WRITTEN REQUEST: Copy the listing below word for word, leaving out the pictures.

INFORMATION GIVEN:
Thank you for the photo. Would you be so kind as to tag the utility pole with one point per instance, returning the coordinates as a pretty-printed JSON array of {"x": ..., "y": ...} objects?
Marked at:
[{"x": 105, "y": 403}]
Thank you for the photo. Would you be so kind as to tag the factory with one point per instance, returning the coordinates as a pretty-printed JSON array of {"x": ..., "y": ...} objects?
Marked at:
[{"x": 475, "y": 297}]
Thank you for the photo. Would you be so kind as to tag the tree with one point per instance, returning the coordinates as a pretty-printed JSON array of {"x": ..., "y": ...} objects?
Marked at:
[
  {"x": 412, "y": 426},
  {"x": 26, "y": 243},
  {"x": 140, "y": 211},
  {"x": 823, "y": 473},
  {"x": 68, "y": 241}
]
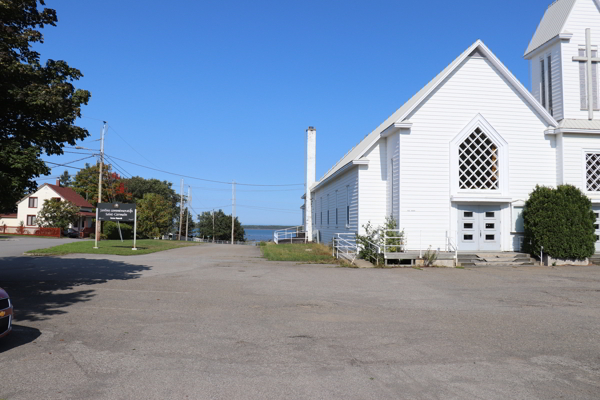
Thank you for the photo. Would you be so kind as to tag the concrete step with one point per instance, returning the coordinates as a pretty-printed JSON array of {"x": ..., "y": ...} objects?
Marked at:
[{"x": 495, "y": 259}]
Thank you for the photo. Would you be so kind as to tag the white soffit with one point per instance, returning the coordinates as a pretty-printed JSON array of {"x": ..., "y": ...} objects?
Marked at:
[
  {"x": 552, "y": 24},
  {"x": 403, "y": 112}
]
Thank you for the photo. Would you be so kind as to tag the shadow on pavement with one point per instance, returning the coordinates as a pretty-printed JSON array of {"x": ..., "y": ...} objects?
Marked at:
[
  {"x": 42, "y": 287},
  {"x": 18, "y": 337}
]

FINAL ANSWER:
Thank you for the photo. Would you be so kind as to tag the utility pole with one point per instance, returning the coordinates as a pretty-printed JSON array of {"x": ..., "y": ...} objects?
Marked at:
[{"x": 105, "y": 403}]
Thank you for the photo. Would you be so kind as to tag the factory with one point per instance, returning the coordinates as a pretty-printed JSON array of {"x": ..., "y": ...} objects?
Marked at:
[{"x": 475, "y": 297}]
Thank you for the photo. Would you be so kind as to tag the tree with one point per instance, returning the coordinates as a pretty-printed JSON array of {"x": ..., "y": ...} objects?
Marked at:
[
  {"x": 412, "y": 426},
  {"x": 26, "y": 243},
  {"x": 140, "y": 211},
  {"x": 823, "y": 473},
  {"x": 68, "y": 241}
]
Thank you for the photo. Would you be so kind as to tag the concrete step with one point per instance, returning the coordinates as a pretty-printed JSON array of {"x": ..., "y": ...} objects?
Marked at:
[{"x": 495, "y": 259}]
Thank you for the photo. Would you be so kind as to tag the white soffit with one point per instance, returning the coordinates as a pretty-printed JSON array of {"x": ..., "y": ...} objects?
Marked at:
[
  {"x": 552, "y": 24},
  {"x": 403, "y": 112}
]
Thank you for the photo. Would you be so kind as to tag the shadow on pavement with one point per instance, returning the coordinates as a pretty-printed JSON array of {"x": ..., "y": ...} objects?
Marked at:
[
  {"x": 42, "y": 287},
  {"x": 18, "y": 337}
]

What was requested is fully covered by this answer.